#### [Your goal]
Strip out the pictures and transcribe the records that follow exactly.

──────── Records for processing

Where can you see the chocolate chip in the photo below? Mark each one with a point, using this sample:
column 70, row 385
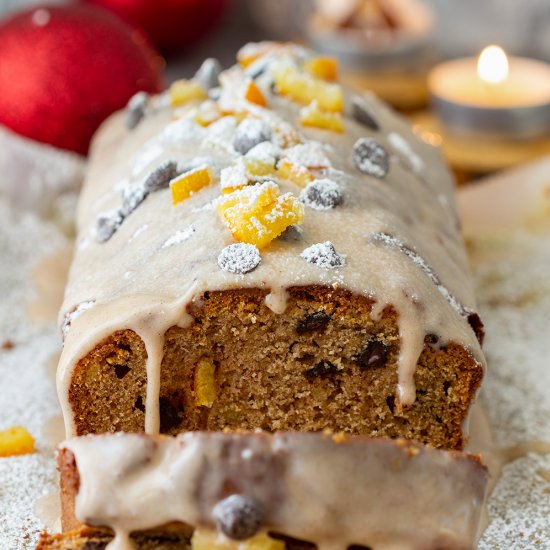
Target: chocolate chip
column 238, row 517
column 171, row 412
column 138, row 404
column 107, row 225
column 371, row 158
column 323, row 255
column 135, row 110
column 121, row 371
column 314, row 321
column 374, row 356
column 321, row 370
column 239, row 258
column 208, row 74
column 322, row 194
column 362, row 113
column 249, row 133
column 160, row 177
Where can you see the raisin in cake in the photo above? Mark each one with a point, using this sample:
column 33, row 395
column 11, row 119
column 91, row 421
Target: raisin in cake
column 261, row 248
column 298, row 491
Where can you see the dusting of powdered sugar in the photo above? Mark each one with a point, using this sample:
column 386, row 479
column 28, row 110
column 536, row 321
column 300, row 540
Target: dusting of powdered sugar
column 310, row 154
column 401, row 146
column 418, row 260
column 29, row 398
column 239, row 258
column 74, row 314
column 322, row 194
column 178, row 237
column 323, row 255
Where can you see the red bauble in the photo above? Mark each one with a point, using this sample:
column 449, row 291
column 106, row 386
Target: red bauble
column 63, row 70
column 170, row 24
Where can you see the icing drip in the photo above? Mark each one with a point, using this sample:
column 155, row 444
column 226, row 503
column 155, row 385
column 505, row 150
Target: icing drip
column 411, row 334
column 422, row 264
column 334, row 492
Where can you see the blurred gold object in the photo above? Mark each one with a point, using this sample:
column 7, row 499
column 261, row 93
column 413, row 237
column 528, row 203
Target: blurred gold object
column 383, row 45
column 469, row 157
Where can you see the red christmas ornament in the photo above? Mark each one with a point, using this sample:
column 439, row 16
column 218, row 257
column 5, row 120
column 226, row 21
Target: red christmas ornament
column 170, row 24
column 63, row 70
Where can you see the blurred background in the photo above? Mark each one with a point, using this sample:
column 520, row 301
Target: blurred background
column 66, row 65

────────────────

#### [Solution to this problem]
Where can you see the chocolate chip in the photo below? Mark each one with a point, using this sample:
column 70, row 385
Target: chocolate chip
column 238, row 517
column 171, row 412
column 138, row 404
column 107, row 225
column 371, row 158
column 323, row 255
column 135, row 110
column 121, row 371
column 314, row 321
column 374, row 356
column 321, row 370
column 239, row 258
column 208, row 74
column 322, row 194
column 362, row 113
column 249, row 133
column 160, row 177
Where can you see the raisin in cake in the photo above? Mark each one with a point, using this sample:
column 33, row 395
column 11, row 119
column 91, row 421
Target: raisin in cake
column 261, row 248
column 298, row 491
Where can you see the dusting of powdered sugar in the photo above? Mark each one with a point, using this sample:
column 386, row 479
column 28, row 110
column 536, row 321
column 300, row 540
Target: dusting of powdered sugar
column 310, row 154
column 401, row 146
column 418, row 260
column 29, row 398
column 239, row 258
column 74, row 314
column 322, row 194
column 178, row 237
column 323, row 255
Where can you see the red bauble in the photo above? Mark each one with a point, using this sample:
column 449, row 291
column 106, row 386
Target: red bauble
column 63, row 70
column 170, row 24
Where can you see the icing drip in the photo above? Mark each one with a point, using this sample:
column 155, row 444
column 226, row 503
column 155, row 385
column 505, row 150
Target: icing drip
column 411, row 334
column 422, row 264
column 334, row 492
Where can you see the blurred gold object in the photo above? Mark each one with a point, using this sample:
column 7, row 499
column 261, row 93
column 413, row 237
column 528, row 203
Target: blurred gold object
column 383, row 45
column 469, row 157
Where can you see the red christmas ornament in the photo above? Mark each one with a point, using this sample:
column 439, row 16
column 218, row 257
column 5, row 120
column 226, row 21
Target: red christmas ornament
column 170, row 24
column 63, row 70
Where can you see the blurred background in the photo above? Mark each one with a point, using this sample:
column 520, row 301
Target: blurred background
column 66, row 65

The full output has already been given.